Data in this exercise »
====================
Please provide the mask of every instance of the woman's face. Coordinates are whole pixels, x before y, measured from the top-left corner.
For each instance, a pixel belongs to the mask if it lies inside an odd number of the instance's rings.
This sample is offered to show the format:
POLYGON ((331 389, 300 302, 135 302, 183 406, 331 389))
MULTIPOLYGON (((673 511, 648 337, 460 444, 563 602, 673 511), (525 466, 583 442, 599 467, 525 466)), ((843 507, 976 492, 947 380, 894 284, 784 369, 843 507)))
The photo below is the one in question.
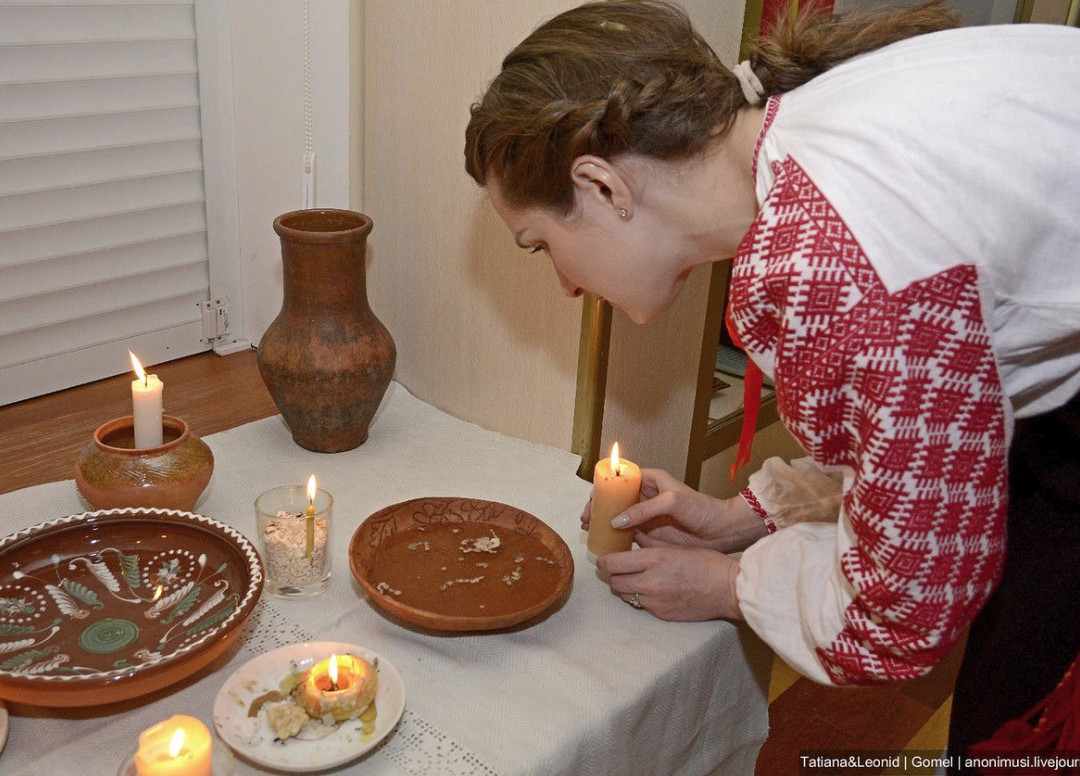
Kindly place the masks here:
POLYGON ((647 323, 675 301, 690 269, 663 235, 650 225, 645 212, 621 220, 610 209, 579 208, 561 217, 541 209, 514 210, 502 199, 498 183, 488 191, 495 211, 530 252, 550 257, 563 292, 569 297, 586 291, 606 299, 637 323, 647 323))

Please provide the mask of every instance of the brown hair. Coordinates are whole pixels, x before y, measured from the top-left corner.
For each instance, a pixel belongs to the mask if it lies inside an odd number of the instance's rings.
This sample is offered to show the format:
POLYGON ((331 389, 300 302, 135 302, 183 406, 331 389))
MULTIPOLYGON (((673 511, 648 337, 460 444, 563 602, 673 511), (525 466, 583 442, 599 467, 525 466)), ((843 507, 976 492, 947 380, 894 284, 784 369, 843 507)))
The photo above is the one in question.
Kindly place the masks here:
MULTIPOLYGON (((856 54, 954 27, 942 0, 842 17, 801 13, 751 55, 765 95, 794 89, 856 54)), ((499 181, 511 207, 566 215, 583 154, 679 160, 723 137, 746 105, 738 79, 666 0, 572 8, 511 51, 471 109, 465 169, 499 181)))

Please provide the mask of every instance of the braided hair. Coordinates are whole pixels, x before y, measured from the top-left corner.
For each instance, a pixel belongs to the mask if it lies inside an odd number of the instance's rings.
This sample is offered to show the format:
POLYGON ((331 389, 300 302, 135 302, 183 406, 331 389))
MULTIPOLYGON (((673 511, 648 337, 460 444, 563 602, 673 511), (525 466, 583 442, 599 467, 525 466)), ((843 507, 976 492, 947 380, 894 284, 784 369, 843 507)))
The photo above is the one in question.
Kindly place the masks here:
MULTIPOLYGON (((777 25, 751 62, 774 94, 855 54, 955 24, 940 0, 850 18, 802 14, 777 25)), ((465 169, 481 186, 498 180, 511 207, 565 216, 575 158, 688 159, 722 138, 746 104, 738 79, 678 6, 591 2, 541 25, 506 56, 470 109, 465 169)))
====================
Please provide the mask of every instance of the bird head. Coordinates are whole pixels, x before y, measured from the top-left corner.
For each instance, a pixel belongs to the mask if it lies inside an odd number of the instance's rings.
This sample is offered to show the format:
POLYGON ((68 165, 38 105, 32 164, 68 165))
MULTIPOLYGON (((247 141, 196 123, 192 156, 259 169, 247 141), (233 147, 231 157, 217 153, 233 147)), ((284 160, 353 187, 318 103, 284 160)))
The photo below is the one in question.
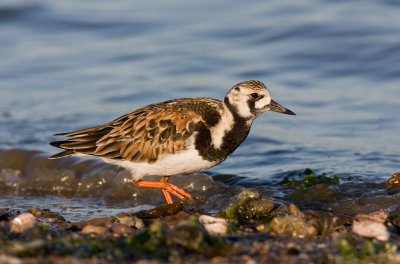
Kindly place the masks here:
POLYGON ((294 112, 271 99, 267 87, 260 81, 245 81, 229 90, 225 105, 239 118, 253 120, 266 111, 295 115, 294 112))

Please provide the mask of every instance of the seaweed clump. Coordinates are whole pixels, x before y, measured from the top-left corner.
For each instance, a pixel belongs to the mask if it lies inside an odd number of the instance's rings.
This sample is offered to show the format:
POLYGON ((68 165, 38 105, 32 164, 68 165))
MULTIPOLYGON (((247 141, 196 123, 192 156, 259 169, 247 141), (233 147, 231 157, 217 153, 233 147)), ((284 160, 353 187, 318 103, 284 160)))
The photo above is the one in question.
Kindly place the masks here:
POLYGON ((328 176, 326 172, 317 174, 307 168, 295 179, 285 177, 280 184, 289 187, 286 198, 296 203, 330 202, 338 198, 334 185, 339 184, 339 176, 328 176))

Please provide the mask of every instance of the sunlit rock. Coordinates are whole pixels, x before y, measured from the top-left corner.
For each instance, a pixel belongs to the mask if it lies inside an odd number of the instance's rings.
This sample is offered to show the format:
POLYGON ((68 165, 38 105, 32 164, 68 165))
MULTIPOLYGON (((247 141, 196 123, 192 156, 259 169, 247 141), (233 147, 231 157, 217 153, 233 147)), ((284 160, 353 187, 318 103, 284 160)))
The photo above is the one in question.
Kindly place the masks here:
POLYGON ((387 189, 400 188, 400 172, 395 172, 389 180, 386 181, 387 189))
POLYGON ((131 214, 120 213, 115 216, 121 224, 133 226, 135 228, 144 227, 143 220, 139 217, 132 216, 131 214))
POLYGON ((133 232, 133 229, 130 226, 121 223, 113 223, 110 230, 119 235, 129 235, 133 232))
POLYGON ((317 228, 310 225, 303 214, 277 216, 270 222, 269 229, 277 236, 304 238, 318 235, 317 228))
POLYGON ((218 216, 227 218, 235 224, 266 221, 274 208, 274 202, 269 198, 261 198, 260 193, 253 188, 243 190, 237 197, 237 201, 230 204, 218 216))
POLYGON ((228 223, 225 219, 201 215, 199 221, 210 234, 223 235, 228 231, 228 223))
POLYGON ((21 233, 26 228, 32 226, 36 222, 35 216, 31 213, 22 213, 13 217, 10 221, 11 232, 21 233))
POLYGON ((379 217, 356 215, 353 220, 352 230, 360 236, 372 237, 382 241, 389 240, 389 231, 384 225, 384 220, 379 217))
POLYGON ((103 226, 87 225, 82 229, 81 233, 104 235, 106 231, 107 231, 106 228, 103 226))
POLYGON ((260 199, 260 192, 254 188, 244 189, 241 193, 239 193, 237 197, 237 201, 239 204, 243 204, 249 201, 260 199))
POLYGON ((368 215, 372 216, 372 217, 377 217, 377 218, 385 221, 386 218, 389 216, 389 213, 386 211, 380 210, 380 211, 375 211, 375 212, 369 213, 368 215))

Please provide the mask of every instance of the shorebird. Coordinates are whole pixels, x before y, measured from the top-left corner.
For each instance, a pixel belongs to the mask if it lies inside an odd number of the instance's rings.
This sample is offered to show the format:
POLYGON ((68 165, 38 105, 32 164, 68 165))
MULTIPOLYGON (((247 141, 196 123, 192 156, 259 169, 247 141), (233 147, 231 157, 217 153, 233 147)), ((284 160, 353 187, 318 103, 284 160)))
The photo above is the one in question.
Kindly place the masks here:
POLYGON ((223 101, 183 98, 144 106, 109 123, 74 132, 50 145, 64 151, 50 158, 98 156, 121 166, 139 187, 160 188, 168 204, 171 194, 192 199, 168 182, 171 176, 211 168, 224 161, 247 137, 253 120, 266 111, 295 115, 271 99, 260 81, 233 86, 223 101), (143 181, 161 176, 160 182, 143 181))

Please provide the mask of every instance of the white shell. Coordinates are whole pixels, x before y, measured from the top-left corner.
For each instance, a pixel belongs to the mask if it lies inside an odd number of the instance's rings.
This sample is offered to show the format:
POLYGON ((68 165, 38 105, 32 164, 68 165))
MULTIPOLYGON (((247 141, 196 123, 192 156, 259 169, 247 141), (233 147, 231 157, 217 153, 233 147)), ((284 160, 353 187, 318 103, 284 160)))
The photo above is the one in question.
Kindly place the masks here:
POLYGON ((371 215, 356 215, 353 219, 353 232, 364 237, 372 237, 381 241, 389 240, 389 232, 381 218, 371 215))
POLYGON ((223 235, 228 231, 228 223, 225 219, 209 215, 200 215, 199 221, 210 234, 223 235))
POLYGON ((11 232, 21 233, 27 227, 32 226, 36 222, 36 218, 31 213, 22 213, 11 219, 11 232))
====================
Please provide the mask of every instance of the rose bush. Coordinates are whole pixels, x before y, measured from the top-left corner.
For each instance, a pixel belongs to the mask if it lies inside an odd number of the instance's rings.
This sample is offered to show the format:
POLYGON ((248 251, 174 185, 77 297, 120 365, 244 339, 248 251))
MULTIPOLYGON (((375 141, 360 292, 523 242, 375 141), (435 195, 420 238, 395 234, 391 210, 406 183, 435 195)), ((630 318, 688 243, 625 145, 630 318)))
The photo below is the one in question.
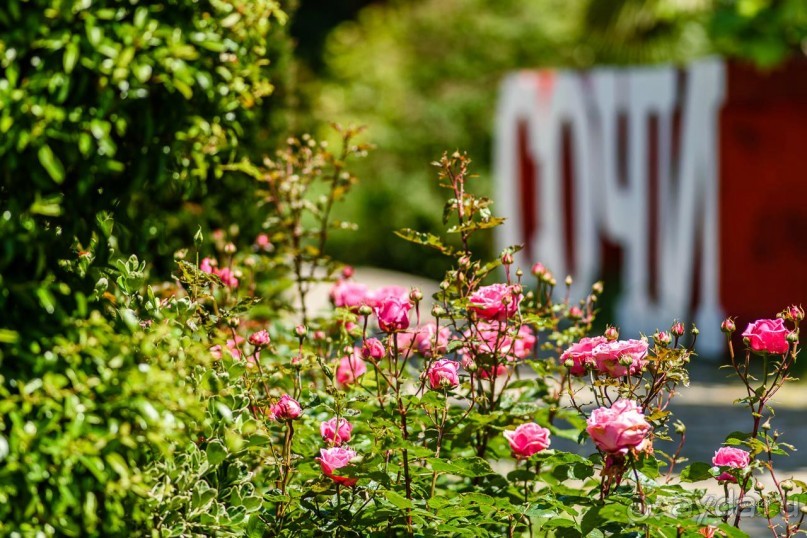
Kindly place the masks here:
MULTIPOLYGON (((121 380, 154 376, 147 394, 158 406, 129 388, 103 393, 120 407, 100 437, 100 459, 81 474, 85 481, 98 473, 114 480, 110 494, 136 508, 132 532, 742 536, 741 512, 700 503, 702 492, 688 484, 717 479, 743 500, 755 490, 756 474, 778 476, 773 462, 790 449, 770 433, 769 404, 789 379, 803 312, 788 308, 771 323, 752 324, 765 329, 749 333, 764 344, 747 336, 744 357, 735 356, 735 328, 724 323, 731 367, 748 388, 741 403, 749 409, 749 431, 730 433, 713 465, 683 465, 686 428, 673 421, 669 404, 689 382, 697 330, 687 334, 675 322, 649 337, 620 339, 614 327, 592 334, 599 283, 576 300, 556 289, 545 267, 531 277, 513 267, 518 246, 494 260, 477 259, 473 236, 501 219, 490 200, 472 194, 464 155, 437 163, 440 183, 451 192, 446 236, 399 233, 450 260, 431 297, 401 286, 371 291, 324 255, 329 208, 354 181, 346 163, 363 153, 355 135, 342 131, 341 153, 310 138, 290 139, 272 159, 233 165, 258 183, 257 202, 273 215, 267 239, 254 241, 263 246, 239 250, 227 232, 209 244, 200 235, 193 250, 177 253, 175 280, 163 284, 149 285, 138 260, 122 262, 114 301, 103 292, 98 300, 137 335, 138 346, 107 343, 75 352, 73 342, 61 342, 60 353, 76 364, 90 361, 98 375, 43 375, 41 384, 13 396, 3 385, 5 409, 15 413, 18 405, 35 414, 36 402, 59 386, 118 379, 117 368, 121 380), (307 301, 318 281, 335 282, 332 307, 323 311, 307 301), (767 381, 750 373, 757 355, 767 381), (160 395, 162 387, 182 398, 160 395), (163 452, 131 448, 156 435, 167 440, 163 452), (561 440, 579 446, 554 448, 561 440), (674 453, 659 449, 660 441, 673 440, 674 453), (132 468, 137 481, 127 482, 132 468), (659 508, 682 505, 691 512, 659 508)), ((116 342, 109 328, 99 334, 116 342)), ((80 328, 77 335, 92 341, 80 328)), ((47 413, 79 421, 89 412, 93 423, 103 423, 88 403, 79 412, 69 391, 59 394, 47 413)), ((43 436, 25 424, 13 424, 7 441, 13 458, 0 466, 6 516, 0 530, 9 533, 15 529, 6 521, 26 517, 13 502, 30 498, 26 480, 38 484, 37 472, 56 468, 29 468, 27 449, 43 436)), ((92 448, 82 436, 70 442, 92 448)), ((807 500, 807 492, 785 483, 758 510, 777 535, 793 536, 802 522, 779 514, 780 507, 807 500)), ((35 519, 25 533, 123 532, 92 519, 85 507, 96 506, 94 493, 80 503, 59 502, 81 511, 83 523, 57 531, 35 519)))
====================
The task » Restate word for word only the lines above from the line containing "Please provide the mask of every instance of the rose" to the line containing "POLYGON ((248 251, 174", both of them included.

Your solution »
Please provide the mask of every instance of the rose bush. Coordinates are whole pixels, x before y, measured from the top-left corner.
For each instance, a pixel belongs to the mask if it lies inside an odd number of the instance's rings.
This sample is offered to show the format:
POLYGON ((248 251, 174 185, 77 297, 120 365, 244 339, 248 251))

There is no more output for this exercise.